----- Extracted information

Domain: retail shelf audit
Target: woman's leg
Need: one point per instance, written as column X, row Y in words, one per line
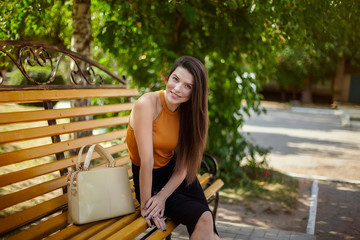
column 204, row 228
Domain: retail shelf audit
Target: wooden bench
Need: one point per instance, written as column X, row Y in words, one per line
column 35, row 146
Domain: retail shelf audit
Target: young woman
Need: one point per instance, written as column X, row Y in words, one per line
column 166, row 137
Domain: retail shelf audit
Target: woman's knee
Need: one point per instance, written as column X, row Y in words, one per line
column 206, row 219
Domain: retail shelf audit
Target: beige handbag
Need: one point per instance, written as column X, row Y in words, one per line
column 99, row 193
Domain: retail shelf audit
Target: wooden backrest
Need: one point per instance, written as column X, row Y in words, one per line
column 36, row 145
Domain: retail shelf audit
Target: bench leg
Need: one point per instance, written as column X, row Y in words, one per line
column 216, row 204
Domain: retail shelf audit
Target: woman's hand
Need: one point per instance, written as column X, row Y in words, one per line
column 154, row 210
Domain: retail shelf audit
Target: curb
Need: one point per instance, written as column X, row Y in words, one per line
column 310, row 228
column 296, row 175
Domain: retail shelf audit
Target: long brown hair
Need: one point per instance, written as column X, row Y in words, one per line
column 193, row 119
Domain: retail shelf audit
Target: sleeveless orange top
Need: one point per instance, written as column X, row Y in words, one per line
column 165, row 136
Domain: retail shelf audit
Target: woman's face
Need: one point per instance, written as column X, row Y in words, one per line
column 179, row 88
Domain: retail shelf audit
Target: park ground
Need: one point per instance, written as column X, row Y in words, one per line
column 311, row 143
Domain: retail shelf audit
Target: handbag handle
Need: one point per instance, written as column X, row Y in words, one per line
column 100, row 150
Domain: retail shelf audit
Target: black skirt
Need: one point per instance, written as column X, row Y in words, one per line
column 185, row 205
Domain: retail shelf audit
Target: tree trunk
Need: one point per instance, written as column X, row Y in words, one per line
column 80, row 43
column 306, row 94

----------

Work item
Repeat the records above exactly, without any pictures.

Written response
Domain: retail shelf audit
Target: woman's leg
Need: one point per instance, written as column X, row Y in words, one per line
column 204, row 228
Domain: retail shelf audit
Target: wooden bench
Need: one point per instance, written as column X, row Y in words, one per line
column 35, row 146
Domain: retail shelf audit
Target: young woman
Need: one point per instance, written as column X, row Y in words, one per line
column 166, row 137
Domain: retail shelf audit
Target: woman's knee
Need: one point per instance, written as column X, row Y in words, one per line
column 206, row 219
Domain: retail shelf audit
Target: beige handbag
Need: one point per instance, written as column X, row Y in words, one per line
column 99, row 193
Domain: retail shelf audit
Target: wooden backrest
Need: one point per instance, written as column X, row Y in words, one per line
column 36, row 145
Domain: retail shelf audit
Target: bench leg
Need: one point per instance, written as column X, row Y in words, one per line
column 216, row 204
Domain: retail shelf audit
Target: woman's hand
Need: one point per instance, written as column X, row Y in words, one per line
column 154, row 210
Domain: retail shelf audit
Target: curb
Need: one point per instance, written as column X, row Y in words, one per line
column 310, row 228
column 296, row 175
Domain: retail shelf audit
Target: long brown hair
Need: one point per instance, written as column X, row Y in words, one per line
column 193, row 119
Domain: retail shelf audit
Target: sleeveless orange top
Need: one point per instance, written as column X, row Y in words, one per line
column 165, row 136
Domain: retail shelf audit
Target: woman's face
Need: one point per instance, written as column X, row Y in words, one per line
column 179, row 88
Domain: retail shelf audit
Target: park ground
Need: one point per instance, written as column X, row Y in words, one per line
column 311, row 143
Domain: retail shelf audit
Target: handbag handle
Need: one point per instance, written as column X, row Y in words, one per line
column 100, row 150
Domain: retail shelf audit
Target: black skirt
Need: one point per instance, written as column X, row Y in words, one per line
column 185, row 205
Domain: retail shelf audit
Target: tree trunk
Need: one point per instance, written as column X, row Y in words, one per line
column 80, row 43
column 306, row 94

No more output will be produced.